- Instruction
Report every line in the records below that contains the word "instance". Copy each such line in full.

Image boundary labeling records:
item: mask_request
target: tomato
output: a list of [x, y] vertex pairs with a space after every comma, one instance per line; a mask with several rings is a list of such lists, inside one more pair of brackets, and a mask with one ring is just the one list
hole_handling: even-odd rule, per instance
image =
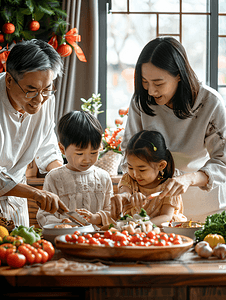
[[80, 234], [81, 234], [81, 232], [80, 232], [80, 231], [78, 231], [78, 230], [76, 230], [76, 231], [74, 232], [74, 234], [76, 234], [76, 235], [80, 235]]
[[168, 237], [168, 234], [166, 233], [160, 233], [160, 239], [161, 240], [165, 240], [166, 242], [168, 241], [169, 237]]
[[37, 250], [37, 252], [34, 255], [35, 255], [34, 263], [40, 264], [42, 262], [42, 254], [39, 253], [38, 250]]
[[42, 263], [47, 262], [47, 260], [49, 259], [49, 254], [41, 248], [38, 248], [38, 253], [42, 255]]
[[53, 255], [55, 254], [55, 248], [53, 247], [52, 243], [43, 242], [42, 249], [48, 253], [49, 255], [48, 260], [52, 259]]
[[90, 243], [90, 245], [100, 245], [100, 242], [97, 239], [95, 239], [94, 237], [89, 239], [89, 243]]
[[91, 237], [93, 237], [91, 233], [87, 233], [87, 234], [84, 235], [84, 236], [85, 236], [85, 238], [88, 239], [88, 240], [91, 239]]
[[7, 264], [11, 268], [22, 268], [26, 263], [26, 257], [21, 253], [10, 253], [7, 256]]
[[26, 244], [19, 246], [18, 251], [26, 257], [26, 261], [29, 264], [34, 263], [35, 255], [31, 252], [29, 248], [26, 247]]
[[149, 231], [149, 232], [147, 233], [147, 237], [149, 237], [150, 239], [155, 238], [155, 236], [156, 236], [156, 232], [155, 232], [154, 230]]
[[143, 238], [139, 234], [134, 234], [131, 238], [132, 243], [141, 242]]
[[127, 237], [129, 236], [129, 232], [128, 232], [127, 230], [123, 230], [123, 231], [122, 231], [122, 234], [124, 234], [124, 235], [127, 236]]
[[6, 263], [7, 256], [14, 252], [16, 252], [16, 246], [8, 243], [2, 244], [0, 246], [0, 259], [2, 263]]
[[146, 236], [143, 238], [143, 241], [144, 241], [144, 243], [150, 242], [150, 238]]
[[181, 240], [180, 240], [180, 239], [175, 239], [175, 240], [173, 241], [173, 245], [181, 245], [181, 244], [183, 244], [182, 239], [181, 239]]
[[176, 237], [176, 234], [175, 234], [175, 233], [170, 233], [170, 234], [169, 234], [169, 238], [175, 239], [175, 237]]
[[78, 240], [78, 235], [75, 234], [75, 233], [73, 233], [72, 236], [71, 236], [71, 242], [72, 242], [72, 243], [76, 243], [77, 240]]
[[78, 239], [77, 239], [77, 242], [78, 242], [79, 244], [84, 244], [85, 241], [86, 241], [86, 238], [85, 238], [83, 235], [80, 235], [80, 236], [78, 237]]
[[112, 236], [112, 232], [110, 230], [104, 232], [104, 237], [106, 239], [110, 239]]
[[94, 237], [95, 239], [99, 239], [99, 238], [100, 238], [99, 232], [94, 233], [93, 237]]
[[65, 235], [65, 240], [66, 240], [66, 242], [71, 242], [71, 240], [72, 240], [71, 235], [70, 234], [66, 234]]
[[165, 245], [166, 245], [166, 241], [159, 239], [157, 246], [165, 246]]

- Finished exercise
output: a list of [x, y] vertex pairs with a space after every comma, one instance per line; a mask with several rings is a list of such lists, inside one more pair of brackets, and a mask with one ring is just the one list
hole_handling: even-odd rule, per instance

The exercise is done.